REQUIREMENT: Count the lines of the listing below that contain the string "tree", treating uppercase and lowercase as different. Give only the number.

Stored records
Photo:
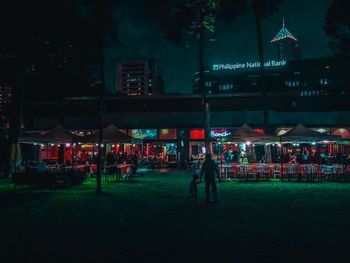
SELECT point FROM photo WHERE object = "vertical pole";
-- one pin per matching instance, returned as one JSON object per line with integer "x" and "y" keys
{"x": 261, "y": 84}
{"x": 100, "y": 115}
{"x": 205, "y": 103}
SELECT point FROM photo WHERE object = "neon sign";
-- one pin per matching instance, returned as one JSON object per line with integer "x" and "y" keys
{"x": 248, "y": 65}
{"x": 220, "y": 133}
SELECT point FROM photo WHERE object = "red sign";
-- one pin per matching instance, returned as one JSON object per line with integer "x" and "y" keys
{"x": 197, "y": 134}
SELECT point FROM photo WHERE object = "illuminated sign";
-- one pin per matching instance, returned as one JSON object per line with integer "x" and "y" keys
{"x": 167, "y": 134}
{"x": 248, "y": 65}
{"x": 150, "y": 134}
{"x": 220, "y": 133}
{"x": 197, "y": 134}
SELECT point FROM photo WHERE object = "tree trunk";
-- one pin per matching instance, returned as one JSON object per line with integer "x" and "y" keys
{"x": 202, "y": 87}
{"x": 100, "y": 115}
{"x": 261, "y": 84}
{"x": 17, "y": 106}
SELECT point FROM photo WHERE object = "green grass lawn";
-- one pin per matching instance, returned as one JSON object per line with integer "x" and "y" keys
{"x": 150, "y": 220}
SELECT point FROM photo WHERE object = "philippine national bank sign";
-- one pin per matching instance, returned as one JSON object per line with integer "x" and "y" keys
{"x": 248, "y": 65}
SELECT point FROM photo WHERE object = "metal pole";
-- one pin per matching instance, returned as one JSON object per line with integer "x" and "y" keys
{"x": 205, "y": 103}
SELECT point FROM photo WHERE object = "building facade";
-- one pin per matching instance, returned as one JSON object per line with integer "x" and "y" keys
{"x": 140, "y": 77}
{"x": 307, "y": 77}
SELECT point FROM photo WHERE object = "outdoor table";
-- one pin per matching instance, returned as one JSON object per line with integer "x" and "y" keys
{"x": 124, "y": 168}
{"x": 224, "y": 171}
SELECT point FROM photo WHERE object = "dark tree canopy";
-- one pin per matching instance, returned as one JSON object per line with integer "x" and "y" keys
{"x": 175, "y": 16}
{"x": 338, "y": 27}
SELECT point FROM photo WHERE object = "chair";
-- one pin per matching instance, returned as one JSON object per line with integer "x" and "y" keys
{"x": 300, "y": 172}
{"x": 243, "y": 172}
{"x": 252, "y": 172}
{"x": 276, "y": 171}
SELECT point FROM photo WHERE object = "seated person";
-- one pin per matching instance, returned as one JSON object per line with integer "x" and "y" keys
{"x": 293, "y": 160}
{"x": 41, "y": 167}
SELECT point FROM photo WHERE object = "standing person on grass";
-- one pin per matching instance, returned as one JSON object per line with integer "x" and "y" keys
{"x": 209, "y": 169}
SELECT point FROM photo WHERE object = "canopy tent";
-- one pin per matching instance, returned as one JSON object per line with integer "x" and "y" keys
{"x": 246, "y": 133}
{"x": 57, "y": 135}
{"x": 111, "y": 134}
{"x": 302, "y": 134}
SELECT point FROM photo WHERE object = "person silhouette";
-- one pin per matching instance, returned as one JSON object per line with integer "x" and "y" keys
{"x": 193, "y": 188}
{"x": 209, "y": 169}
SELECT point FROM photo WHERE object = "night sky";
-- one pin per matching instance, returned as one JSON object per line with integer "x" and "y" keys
{"x": 140, "y": 37}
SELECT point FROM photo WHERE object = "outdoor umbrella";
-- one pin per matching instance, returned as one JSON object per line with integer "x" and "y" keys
{"x": 110, "y": 134}
{"x": 302, "y": 134}
{"x": 58, "y": 135}
{"x": 246, "y": 133}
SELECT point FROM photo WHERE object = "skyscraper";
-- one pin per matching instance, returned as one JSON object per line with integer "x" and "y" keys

EXPECTED OUTPUT: 2